◆ Selected text:
In order to terminate parental rights, §211.447(2) requires the trial court to make four findings: “(a) a mental condition shown to be either permanent or such that there is no reasonable likelihood of its reversal and which renders the parent unable to knowingly provide necessary care, custody and control of the child; (b) a chemical dependency preventing the parent from consistently providing necessary care, custody and control; (c) a severe act or recurrent acts of physical, emotional or sexual abuse toward the child under circumstances indicating that the parent knew of should have known of such act; and (d) a repeated or continuous failure by the parent, although able, to provide the child with adequate food, clothing shelter, or education as defined by law, or other care and control necessary for the child’s physical, mental or emotional health and development.”
Looking at the first factor, “the trial court found that [the] mother suffered from a mental condition which could not be reversed and which rendered her unable to knowingly provide necessary care to her child.
“In support of this conclusion, the trial court asserted that the mother suffered from Schizophrenia, Schizo-Affective Type, and was taking six different medications to control the mental condition,” Simon noted.
In addition, the trial court noted the mother’s hospitalization in Dec. 1998 indicated that “when mother’s mental condition ‘decompensates,’ she is unable to adequately care for the child.”

◆ Information given:
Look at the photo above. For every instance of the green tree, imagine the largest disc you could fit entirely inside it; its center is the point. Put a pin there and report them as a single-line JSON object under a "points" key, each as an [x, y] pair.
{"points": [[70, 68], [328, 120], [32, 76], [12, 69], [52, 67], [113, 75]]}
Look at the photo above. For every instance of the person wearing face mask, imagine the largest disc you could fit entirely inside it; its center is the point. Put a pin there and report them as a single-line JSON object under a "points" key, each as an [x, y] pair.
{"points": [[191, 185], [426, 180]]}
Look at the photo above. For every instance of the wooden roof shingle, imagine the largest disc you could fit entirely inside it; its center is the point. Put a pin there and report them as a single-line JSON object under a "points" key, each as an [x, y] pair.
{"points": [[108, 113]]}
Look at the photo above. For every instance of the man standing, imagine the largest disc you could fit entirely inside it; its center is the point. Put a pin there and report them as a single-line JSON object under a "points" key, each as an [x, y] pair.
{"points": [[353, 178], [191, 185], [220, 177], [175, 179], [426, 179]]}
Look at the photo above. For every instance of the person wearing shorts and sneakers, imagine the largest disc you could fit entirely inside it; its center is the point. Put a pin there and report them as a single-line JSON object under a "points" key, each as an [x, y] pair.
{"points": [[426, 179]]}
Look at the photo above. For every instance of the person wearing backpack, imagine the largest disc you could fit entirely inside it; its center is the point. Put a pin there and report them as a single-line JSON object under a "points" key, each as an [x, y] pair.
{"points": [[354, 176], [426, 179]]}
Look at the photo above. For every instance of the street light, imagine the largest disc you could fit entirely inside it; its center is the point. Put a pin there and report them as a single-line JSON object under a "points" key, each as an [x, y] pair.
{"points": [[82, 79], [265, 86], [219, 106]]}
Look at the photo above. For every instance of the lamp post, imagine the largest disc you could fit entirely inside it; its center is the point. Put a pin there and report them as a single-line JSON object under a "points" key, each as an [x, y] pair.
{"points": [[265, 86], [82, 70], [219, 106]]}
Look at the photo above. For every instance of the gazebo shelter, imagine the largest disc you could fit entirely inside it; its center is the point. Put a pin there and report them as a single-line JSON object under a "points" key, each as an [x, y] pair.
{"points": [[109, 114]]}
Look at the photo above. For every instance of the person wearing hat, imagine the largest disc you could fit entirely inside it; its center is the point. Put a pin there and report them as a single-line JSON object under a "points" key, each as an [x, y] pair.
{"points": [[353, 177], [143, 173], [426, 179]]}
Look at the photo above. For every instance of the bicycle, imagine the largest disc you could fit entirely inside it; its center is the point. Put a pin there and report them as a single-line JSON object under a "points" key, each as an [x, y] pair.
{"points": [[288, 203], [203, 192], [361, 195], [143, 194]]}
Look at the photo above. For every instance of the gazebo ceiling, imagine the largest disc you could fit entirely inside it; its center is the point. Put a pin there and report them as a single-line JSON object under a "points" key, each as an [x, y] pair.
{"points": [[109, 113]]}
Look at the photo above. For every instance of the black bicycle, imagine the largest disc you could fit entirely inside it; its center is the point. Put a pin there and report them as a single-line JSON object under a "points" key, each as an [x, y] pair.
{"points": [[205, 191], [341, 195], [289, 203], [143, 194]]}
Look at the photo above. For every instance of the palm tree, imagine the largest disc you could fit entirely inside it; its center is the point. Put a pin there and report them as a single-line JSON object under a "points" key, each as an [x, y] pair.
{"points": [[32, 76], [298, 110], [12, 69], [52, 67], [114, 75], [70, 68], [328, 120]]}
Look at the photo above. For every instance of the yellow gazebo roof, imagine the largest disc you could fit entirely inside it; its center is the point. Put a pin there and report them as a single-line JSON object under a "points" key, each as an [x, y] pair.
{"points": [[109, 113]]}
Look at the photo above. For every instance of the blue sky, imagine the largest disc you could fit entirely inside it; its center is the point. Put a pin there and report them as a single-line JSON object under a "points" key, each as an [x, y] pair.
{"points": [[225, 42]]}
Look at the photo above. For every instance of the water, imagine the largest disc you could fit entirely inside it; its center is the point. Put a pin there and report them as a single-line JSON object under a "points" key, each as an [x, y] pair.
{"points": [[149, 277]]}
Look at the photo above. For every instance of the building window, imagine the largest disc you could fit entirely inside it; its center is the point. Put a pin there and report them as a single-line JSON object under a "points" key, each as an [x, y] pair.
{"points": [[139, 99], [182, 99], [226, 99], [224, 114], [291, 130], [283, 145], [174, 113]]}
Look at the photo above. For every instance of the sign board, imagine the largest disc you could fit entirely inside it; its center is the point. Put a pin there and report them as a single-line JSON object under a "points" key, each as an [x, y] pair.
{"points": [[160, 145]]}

◆ Questions:
A: In the passage on terminating parental rights, quote everything from "Looking at the" down to "to her child.".
B: According to the passage on terminating parental rights, how many different medications was the mother taking to control her mental condition?

◆ Results in order:
A:
Looking at the first factor, “the trial court found that [the] mother suffered from a mental condition which could not be reversed and which rendered her unable to knowingly provide necessary care to her child.

B: Six.